▶ _Instructions for the task_
Copy each of the items below word for word, keeping every line in its original order.

▶ _Task input_
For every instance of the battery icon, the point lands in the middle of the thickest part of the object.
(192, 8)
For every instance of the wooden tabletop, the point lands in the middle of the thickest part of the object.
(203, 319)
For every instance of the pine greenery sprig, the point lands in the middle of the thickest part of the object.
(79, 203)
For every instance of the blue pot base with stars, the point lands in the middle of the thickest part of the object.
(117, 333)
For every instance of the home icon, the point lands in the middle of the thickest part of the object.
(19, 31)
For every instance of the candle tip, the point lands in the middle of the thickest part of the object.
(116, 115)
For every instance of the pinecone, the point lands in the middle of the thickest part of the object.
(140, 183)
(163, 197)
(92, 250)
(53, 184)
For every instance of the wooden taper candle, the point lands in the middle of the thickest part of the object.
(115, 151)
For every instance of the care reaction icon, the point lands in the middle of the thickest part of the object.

▶ _Output below_
For every instance of the battery icon, the point lands in the middle of the thickest part of the object.
(192, 8)
For every instance of the wooden tabletop, the point lands in the middle of the thickest part of the object.
(203, 319)
For every instance of the pine greenery sprig, the point lands in the middle of the thickest part of the object.
(79, 203)
For every instance of the blue pot base with stars, the point lands in the middle of the thickest part of the object.
(117, 333)
For every instance of the home icon, the point lands in the middle of the thickest part of the object.
(19, 31)
For every instance of the candle tip, the point lands in the middle of the thickest part of the object.
(116, 115)
For every instance of the pinecone, the point lands in the middle of the thickest part of the object.
(140, 183)
(163, 197)
(92, 250)
(53, 184)
For every instance of the wooden taper candle, the point lands in the middle of the thickest part of the object.
(115, 151)
For every instance of the care reaction icon, the point lands in the middle of the thickest part of the object.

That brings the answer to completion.